# Is there an official list of High Risk countries from DIAC? Need help



## Riza2012 (Mar 2, 2012)

Hi All,

is there a list of High Risk countries from DIAC? My good friend is from YEMEN and he wants to apply so he wants to know if it is in high risk list ? 

Thanks


----------



## naoto (Jan 8, 2012)

Yes it is a high risk country


----------



## Hassan_Warraich (Jun 24, 2011)

All those countries whose passport holders are not eligible for Electronic Travel Authority(ETA) are high risk countries.Following URL might be helpful:

Visitors – Online Applications – Applications & Forms

Thanks.







Riza2012 said:


> Hi All,
> 
> is there a list of High Risk countries from DIAC? My good friend is from YEMEN and he wants to apply so he wants to know if it is in high risk list ?
> 
> Thanks


----------



## Riza2012 (Mar 2, 2012)

Hassan_Warraich said:


> All those countries whose passport holders are not eligible for Electronic Travel Authority(ETA) are high risk countries.Following URL might be helpful:
> 
> Visitors – Online Applications – Applications & Forms
> 
> Thanks.


Thank you v much for your reply i have further 2 question if u dnt mind plz.

*****

STATED PROBLEM 1: List the usernames of everyone who writes a post in the forum thread about high risk countries.
STATED PROBLEM 2: Write what comes next in the forum thread about high risk countries, picking up right after its last sentence.

RECORD SET:
*****

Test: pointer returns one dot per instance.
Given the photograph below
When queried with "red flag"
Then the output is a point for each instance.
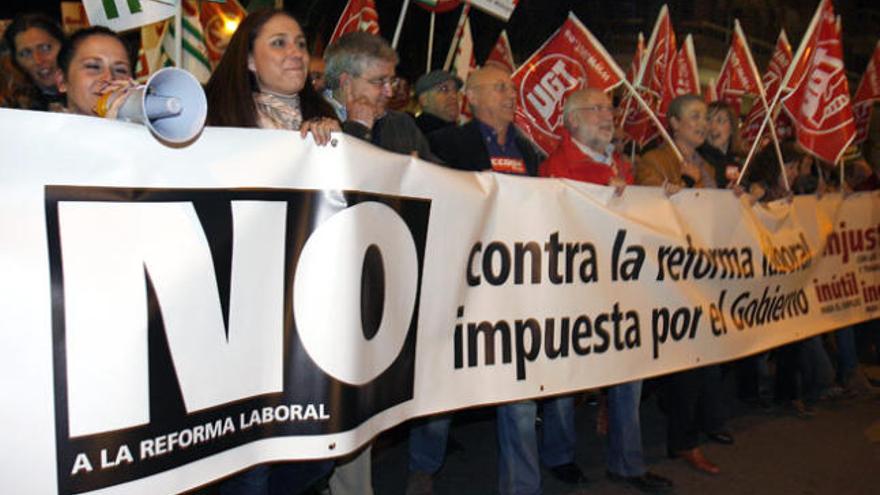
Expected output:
(358, 15)
(220, 20)
(501, 53)
(682, 77)
(438, 6)
(651, 79)
(710, 94)
(771, 81)
(638, 58)
(738, 75)
(867, 94)
(571, 59)
(819, 102)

*****

EXERCISE OUTPUT 1: Riza2012, naoto, Hassan_Warraich

EXERCISE OUTPUT 2:
1. If he applies for 176 state sponsorship, will the security check process be faster ? or is security check process time frame the same 175 & 176 State sponsored ? 

2. Is the security check passport dependent ? or is it based on which country you lived in ? Because in his case, he NEVER actually lived in YEMEN , his whole life he was in SWEDEN (he was born there) but he or his parents never applied for citizenship, so he still holds YEMEN passport. So in that case, does security check still apply ??


thank you all in advance for any responses to help with my friends inquiry !


----------



## Maz25 (Jul 6, 2008)

1. The security check is not affected by visa class - it's more to do with your country of citizenship and the associated threat level.

2. It depends on the country of citizenship and in some cases also the region(s) that you have lived in. It will be up to DIAC to decide whether your friend will undergo a security check. Your friend should just apply for his visa and then roll with the punches - it may be that DIAC deems that a security check is not required but that would be up to them to decide. Yes, the checks can take a while but provided that one does not have anything to hide, this will just be a formality and the visa will follow.


----------



## Hassan_Warraich (Jun 24, 2011)

Maz25 said:


> 1. The security check is not affected by visa class - it's more to do with your country of citizenship and the associated threat level.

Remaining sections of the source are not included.